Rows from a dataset

=====

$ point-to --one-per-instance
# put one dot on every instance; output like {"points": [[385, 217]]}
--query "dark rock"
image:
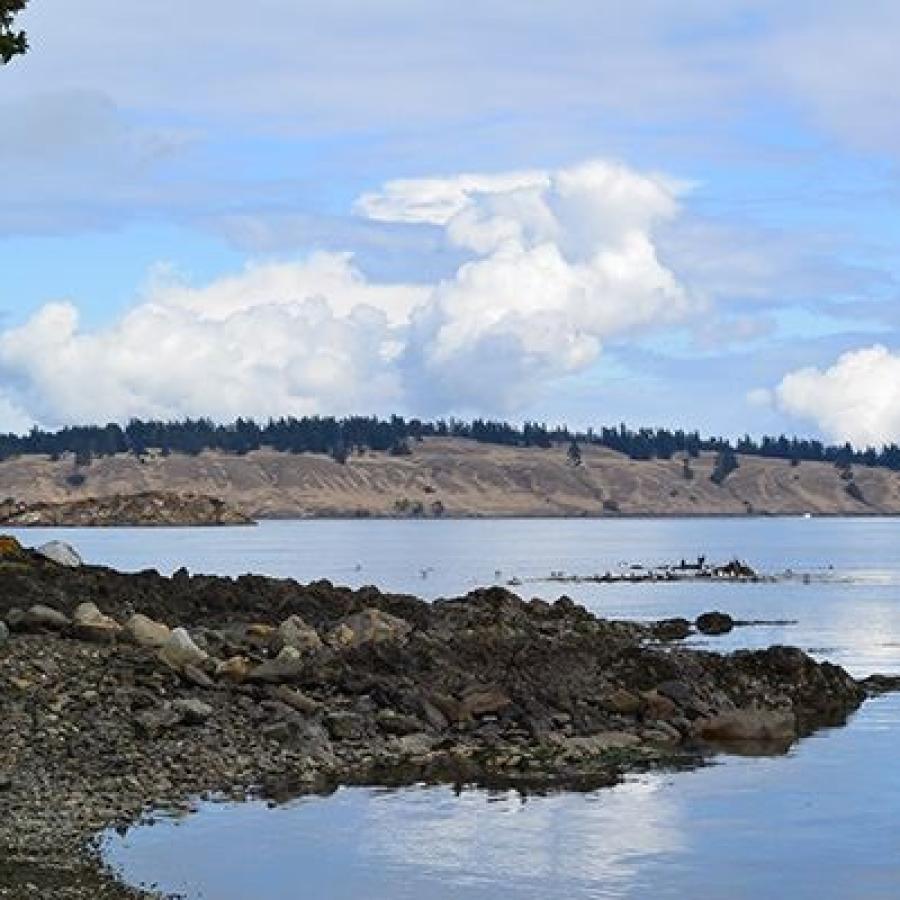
{"points": [[714, 623], [192, 711], [44, 618], [396, 723], [671, 629], [345, 726], [677, 691]]}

=====

--- Exercise brief ---
Render every line of the rows above as a JSON list of strings, one string per line, with blank lines left out. Leave the pictures out of the answer.

--- Reply ---
[
  "$ point-to --one-per-instance",
  "# put one dot on every instance; output like {\"points\": [[385, 217]]}",
  "--query \"dark rock\"",
  "image:",
  "{\"points\": [[714, 623], [192, 711], [44, 618], [396, 723], [671, 629], [345, 726], [677, 691]]}"
]